> _WHAT THE TASK ASKS_:
Count the lines in the material below that contain the string "earring", treating case as significant. Give only the number.

══ STORED ROWS

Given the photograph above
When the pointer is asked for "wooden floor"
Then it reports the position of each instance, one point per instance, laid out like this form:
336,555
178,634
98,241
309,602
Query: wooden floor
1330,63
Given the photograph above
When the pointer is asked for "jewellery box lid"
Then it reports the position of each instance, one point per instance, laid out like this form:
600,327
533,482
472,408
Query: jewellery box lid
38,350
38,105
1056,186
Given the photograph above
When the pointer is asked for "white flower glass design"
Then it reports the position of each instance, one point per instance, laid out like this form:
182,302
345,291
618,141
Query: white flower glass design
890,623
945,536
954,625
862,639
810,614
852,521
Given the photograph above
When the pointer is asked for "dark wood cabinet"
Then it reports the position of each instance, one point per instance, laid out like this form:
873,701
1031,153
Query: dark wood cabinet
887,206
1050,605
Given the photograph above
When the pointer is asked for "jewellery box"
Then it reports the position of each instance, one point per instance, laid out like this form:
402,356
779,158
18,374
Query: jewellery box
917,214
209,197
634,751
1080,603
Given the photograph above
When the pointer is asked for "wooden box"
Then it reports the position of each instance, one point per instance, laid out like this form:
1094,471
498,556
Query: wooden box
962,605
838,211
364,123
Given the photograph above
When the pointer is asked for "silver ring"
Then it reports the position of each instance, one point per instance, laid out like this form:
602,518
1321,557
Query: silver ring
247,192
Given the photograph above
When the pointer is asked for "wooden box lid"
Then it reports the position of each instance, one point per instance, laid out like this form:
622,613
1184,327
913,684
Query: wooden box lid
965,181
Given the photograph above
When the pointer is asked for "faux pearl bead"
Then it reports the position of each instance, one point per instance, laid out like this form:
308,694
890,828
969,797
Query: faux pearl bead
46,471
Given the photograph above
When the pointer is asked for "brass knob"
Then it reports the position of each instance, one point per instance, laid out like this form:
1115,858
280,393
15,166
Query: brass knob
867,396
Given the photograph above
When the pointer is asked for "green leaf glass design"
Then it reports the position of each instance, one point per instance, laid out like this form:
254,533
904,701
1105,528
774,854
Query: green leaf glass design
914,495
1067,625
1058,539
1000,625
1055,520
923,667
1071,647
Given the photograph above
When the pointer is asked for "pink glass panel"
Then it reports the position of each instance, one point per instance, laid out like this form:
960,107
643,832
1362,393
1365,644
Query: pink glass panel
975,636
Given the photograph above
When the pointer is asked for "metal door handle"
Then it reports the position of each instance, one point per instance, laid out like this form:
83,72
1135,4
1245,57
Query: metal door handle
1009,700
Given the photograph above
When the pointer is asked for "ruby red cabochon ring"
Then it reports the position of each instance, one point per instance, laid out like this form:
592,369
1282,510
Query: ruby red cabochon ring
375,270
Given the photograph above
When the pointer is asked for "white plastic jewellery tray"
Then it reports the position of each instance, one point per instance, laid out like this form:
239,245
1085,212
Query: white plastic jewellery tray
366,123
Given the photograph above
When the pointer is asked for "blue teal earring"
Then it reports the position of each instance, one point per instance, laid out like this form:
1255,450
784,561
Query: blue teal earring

════

> _WRITTEN ANSWER_:
2